** STORED RECORDS **
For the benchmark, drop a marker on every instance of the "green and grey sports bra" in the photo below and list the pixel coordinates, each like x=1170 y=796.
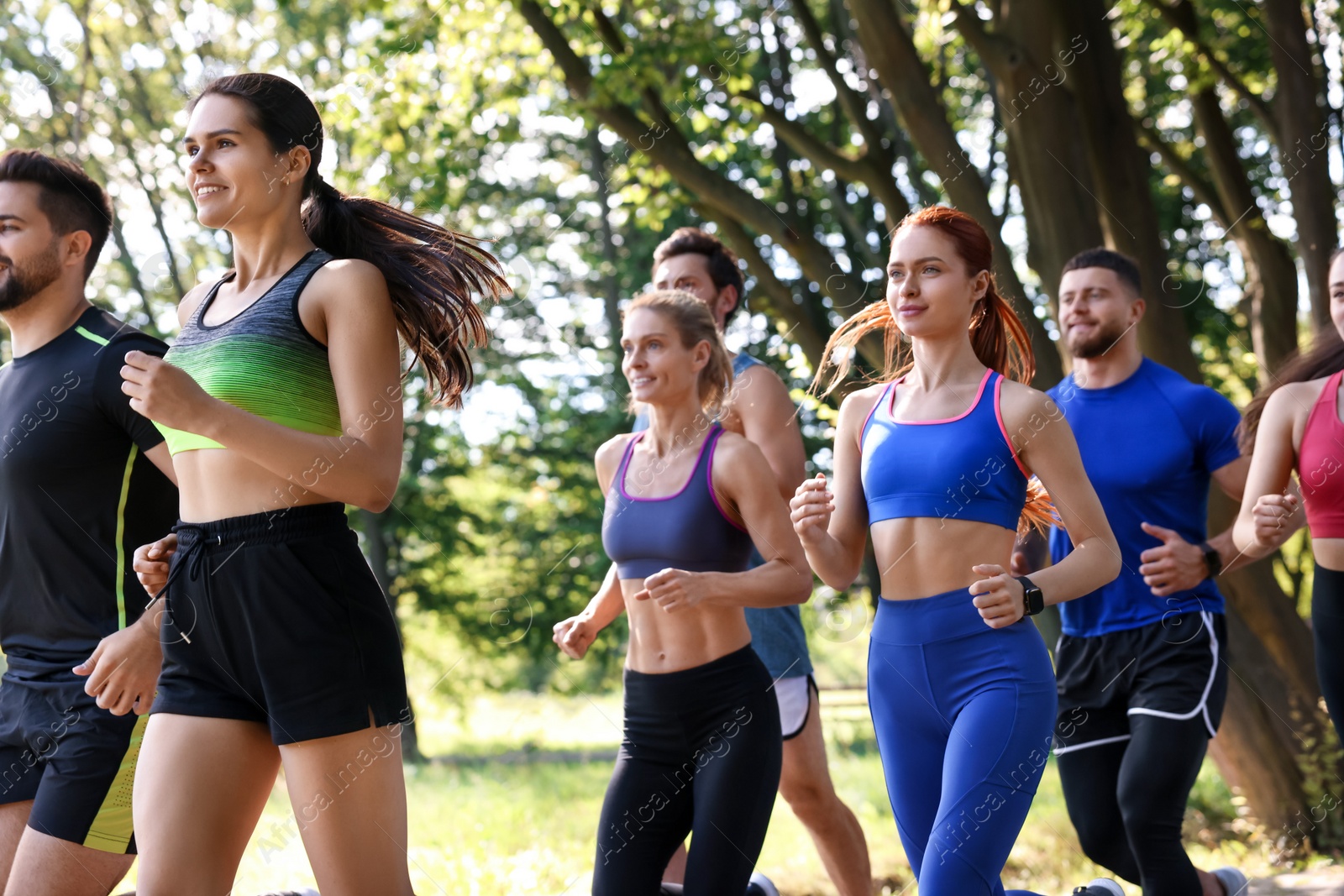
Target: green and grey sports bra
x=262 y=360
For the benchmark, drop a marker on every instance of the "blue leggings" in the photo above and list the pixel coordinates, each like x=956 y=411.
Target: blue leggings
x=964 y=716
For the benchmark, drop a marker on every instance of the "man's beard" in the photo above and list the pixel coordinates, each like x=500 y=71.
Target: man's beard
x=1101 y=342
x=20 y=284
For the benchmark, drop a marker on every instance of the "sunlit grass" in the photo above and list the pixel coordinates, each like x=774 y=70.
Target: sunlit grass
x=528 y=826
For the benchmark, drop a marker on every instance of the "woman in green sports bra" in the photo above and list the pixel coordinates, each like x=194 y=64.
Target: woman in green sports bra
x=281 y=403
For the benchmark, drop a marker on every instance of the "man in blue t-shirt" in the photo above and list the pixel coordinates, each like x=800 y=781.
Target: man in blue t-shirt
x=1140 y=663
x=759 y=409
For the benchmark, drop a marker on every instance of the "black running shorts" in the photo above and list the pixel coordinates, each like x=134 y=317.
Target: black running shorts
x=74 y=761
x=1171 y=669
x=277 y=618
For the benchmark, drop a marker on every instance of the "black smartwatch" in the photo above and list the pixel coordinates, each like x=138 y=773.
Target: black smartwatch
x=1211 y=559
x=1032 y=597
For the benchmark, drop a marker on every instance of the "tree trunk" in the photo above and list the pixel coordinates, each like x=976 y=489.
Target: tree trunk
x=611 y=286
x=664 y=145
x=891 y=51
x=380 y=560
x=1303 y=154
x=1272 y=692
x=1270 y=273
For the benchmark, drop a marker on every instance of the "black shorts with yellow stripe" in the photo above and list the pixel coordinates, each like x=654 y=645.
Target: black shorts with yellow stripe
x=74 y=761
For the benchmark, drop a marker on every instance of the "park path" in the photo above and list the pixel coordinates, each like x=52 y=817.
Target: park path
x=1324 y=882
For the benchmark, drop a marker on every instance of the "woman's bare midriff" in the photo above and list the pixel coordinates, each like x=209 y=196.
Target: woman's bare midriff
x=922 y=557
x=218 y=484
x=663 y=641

** STATED TASK **
Quote all the lines above exactly as given. Do not include the pictures.

** WRITTEN RESPONSE **
For the benchmark, drop a marker on every instance of the "green and grey sports bra" in the photo below and list the pixel coordinates, each like x=1170 y=796.
Target: green and grey sports bra
x=262 y=360
For the benchmark, drop a marker on every instance of the "blue leggings" in the photo above and list the pixel coordinates, each like x=956 y=411.
Target: blue leggings
x=964 y=716
For the benchmark, drop a marker on every instance of the "man's beard" in the photo above and list the pixel coordinates, each like x=500 y=71.
Target: man's beard
x=1101 y=342
x=20 y=284
For the benchmark, drop a marker on every instance of the "sunlit grass" in the photo above and list the pixel coordinates, each like x=774 y=70.
Target: sunlit grass
x=528 y=826
For the benchmark, drop a marker on every instance of the "woman in green sports bra" in the photo above and list the pixel coordinates, each like x=194 y=64.
Target: woman in green sports bra
x=281 y=403
For the benchmark, drop a marker on every instance of the "man in blue t-shirt" in the photo above and list the pixel coordinates, each like x=800 y=781.
Target: man in blue t-shirt
x=1140 y=663
x=759 y=409
For the benchmark, drop a marker on every instance of the "black running shorts" in the photo above and list the pixel coordinates, each like x=134 y=317.
Target: black running shorts
x=74 y=761
x=1171 y=669
x=277 y=618
For the benchmark, drop a marker on every instance of the "black smartwatch" in the photo above and list the pixel coordinates, each like x=138 y=773.
Target: black smartwatch
x=1211 y=559
x=1032 y=597
For the benchmark, drop a marker on every instance of the "tree trunk" in the photo above and list the pixel coordinates, each like x=976 y=489.
Target: tree trunk
x=611 y=286
x=664 y=145
x=891 y=51
x=380 y=560
x=1303 y=154
x=1272 y=692
x=1270 y=273
For the benchmark, drop a marker on every instance of the "black shorts with yellow stripe" in the photo above and list the pixel coordinates, each like x=654 y=645.
Target: black shorts with yellow stripe
x=74 y=761
For the benchmark, drop a marker on every instance of the "park path" in the photo above and list the pixel coordinates, each like x=52 y=817.
Target: park path
x=1324 y=882
For the benchmark, drop a marker on every instance of the "woman's bare midriff" in the photo above and list the pixel coordinates, each like x=209 y=196.
Target: woman's bare midriff
x=922 y=557
x=218 y=484
x=663 y=641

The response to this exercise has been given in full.